Task inputs:
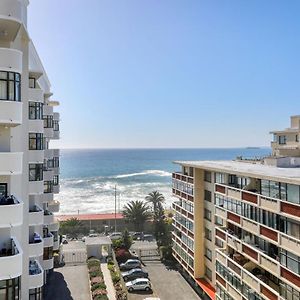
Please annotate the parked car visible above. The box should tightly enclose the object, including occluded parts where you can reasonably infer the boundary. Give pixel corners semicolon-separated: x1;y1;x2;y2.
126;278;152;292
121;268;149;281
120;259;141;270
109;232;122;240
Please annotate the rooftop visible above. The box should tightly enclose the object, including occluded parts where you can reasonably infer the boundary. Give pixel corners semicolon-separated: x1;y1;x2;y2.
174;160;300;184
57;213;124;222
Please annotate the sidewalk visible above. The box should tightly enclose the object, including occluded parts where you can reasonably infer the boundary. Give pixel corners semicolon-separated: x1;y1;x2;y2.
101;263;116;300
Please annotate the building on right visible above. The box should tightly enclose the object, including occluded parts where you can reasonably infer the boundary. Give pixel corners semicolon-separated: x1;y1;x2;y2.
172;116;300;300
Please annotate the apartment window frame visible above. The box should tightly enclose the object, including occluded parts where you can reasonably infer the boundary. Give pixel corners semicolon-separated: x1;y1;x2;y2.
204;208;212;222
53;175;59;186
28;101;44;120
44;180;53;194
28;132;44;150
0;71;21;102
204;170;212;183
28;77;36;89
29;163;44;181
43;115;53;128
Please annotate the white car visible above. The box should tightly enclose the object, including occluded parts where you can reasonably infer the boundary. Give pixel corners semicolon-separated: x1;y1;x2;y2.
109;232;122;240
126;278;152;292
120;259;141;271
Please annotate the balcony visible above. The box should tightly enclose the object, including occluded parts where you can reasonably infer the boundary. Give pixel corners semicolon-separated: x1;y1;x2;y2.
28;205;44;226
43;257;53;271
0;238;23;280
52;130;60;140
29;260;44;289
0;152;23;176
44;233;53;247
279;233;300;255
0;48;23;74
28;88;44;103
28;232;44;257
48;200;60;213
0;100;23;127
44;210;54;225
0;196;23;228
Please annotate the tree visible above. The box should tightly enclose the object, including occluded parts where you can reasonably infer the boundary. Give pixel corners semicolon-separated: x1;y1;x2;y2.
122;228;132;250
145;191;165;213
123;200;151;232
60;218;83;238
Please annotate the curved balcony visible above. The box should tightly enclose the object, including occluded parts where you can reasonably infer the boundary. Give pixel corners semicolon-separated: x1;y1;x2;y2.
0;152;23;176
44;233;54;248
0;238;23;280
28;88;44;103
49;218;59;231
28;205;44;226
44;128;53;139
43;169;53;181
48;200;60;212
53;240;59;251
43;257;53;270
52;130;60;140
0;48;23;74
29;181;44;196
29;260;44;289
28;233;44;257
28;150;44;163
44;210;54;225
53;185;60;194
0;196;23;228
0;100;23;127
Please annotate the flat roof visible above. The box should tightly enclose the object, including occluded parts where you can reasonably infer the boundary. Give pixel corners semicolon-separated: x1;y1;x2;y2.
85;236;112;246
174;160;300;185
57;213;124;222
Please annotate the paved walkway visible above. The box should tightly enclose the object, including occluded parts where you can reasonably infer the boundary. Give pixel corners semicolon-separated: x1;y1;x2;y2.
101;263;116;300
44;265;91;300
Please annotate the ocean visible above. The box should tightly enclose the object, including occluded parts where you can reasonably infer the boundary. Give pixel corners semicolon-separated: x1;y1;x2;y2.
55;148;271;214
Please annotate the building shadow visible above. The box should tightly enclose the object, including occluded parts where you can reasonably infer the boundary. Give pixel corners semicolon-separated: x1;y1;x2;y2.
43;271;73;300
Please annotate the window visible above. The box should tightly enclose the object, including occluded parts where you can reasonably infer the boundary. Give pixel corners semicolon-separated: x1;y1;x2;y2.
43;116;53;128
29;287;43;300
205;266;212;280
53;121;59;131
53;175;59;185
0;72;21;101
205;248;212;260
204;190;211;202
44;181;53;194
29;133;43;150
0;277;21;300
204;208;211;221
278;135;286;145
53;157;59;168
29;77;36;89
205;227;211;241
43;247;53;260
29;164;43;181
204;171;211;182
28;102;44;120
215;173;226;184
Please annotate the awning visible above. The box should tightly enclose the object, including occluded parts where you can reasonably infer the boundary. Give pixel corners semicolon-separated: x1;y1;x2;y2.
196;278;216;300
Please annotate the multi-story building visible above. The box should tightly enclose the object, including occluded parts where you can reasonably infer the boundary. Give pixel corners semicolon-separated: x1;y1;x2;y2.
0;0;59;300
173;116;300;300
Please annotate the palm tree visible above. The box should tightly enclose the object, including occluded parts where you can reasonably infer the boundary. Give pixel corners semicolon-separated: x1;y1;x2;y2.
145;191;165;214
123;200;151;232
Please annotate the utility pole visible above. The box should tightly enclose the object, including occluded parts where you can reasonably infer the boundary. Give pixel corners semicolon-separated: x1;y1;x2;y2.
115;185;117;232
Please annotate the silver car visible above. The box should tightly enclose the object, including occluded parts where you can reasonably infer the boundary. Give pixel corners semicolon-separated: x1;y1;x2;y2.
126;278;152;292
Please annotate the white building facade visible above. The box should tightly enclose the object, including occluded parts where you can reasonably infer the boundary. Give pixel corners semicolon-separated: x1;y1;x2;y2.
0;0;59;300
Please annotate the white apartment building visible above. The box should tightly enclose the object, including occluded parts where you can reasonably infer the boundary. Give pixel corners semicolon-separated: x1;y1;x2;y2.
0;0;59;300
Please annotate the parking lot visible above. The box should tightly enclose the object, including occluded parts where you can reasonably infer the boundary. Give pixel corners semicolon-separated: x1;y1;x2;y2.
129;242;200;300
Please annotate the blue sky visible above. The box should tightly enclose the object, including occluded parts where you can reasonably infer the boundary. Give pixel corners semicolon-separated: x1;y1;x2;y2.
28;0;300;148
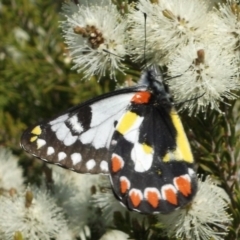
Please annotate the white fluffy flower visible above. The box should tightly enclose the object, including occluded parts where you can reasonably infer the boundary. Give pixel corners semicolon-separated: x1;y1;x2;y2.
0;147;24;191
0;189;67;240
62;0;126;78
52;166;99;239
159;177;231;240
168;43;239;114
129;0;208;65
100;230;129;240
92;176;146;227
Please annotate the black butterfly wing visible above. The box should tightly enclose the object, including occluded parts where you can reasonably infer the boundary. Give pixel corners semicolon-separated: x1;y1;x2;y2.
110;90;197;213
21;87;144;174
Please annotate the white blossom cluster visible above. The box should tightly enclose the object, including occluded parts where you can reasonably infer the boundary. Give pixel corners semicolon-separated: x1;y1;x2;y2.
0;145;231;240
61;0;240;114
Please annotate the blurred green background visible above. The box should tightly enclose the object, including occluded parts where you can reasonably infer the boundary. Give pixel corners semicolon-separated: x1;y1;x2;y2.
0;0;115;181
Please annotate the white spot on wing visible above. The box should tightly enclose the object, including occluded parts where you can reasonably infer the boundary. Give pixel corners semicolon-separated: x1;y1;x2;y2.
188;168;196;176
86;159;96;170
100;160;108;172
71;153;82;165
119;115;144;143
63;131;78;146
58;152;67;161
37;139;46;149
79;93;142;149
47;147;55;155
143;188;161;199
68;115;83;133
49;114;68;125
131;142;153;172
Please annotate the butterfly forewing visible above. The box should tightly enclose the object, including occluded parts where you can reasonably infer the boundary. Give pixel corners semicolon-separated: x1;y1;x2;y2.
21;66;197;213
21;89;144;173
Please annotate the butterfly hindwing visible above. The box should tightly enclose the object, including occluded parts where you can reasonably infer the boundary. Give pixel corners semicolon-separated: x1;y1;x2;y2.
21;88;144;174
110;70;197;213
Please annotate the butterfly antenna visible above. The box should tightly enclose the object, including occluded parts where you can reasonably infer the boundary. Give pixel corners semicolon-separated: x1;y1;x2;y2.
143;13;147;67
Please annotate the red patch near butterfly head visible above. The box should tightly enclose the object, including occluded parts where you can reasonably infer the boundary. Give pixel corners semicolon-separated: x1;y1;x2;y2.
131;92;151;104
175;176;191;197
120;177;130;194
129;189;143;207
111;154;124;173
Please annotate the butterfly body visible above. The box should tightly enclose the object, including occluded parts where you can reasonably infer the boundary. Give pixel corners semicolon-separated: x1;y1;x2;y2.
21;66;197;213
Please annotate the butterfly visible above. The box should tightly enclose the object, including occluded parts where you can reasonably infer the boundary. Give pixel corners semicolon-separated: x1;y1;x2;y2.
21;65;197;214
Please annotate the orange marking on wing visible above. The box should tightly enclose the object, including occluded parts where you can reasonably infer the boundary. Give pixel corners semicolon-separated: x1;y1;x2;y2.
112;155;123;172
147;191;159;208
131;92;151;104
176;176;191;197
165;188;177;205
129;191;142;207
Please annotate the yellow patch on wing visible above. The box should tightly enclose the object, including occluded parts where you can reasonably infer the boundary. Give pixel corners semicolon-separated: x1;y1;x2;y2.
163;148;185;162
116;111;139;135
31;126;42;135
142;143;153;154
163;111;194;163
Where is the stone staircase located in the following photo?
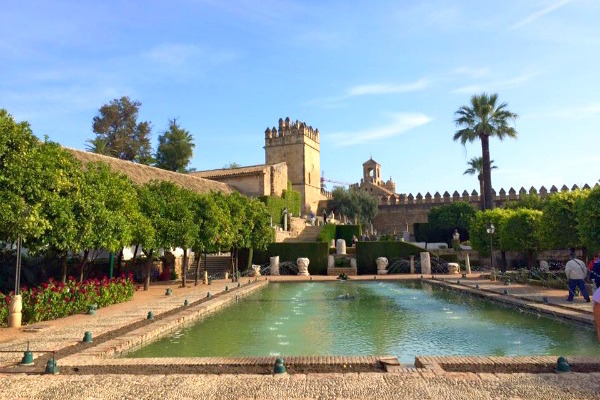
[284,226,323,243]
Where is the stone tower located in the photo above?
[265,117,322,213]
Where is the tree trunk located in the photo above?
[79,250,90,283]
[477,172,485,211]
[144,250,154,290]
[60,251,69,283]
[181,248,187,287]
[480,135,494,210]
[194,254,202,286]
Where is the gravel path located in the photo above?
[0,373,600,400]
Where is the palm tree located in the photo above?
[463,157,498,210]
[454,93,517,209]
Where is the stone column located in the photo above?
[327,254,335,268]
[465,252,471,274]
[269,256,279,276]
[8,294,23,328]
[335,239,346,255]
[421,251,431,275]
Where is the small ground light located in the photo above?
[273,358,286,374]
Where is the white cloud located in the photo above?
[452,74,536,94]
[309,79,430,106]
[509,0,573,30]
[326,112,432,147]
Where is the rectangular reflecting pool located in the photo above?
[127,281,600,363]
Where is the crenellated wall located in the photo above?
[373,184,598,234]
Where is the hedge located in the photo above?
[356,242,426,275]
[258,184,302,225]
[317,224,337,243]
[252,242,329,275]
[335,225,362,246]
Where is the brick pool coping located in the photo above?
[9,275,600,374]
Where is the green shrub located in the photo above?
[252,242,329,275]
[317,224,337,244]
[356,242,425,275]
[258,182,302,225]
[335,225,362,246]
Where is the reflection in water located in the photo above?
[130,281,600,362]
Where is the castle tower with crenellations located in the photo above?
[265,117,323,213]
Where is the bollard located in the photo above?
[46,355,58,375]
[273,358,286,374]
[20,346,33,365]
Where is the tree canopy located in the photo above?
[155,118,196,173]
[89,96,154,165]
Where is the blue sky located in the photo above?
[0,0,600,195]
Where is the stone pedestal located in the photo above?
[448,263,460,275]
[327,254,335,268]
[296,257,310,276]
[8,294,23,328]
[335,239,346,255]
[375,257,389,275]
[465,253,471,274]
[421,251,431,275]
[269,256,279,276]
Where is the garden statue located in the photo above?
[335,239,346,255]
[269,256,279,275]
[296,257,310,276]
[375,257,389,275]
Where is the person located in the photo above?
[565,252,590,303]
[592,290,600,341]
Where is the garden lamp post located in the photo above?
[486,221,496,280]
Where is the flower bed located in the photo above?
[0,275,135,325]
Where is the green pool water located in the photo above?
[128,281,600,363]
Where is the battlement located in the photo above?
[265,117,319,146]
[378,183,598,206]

Stated goal:
How many lines in the records above contain the string "tower"? Reply with the number only.

Task solution:
2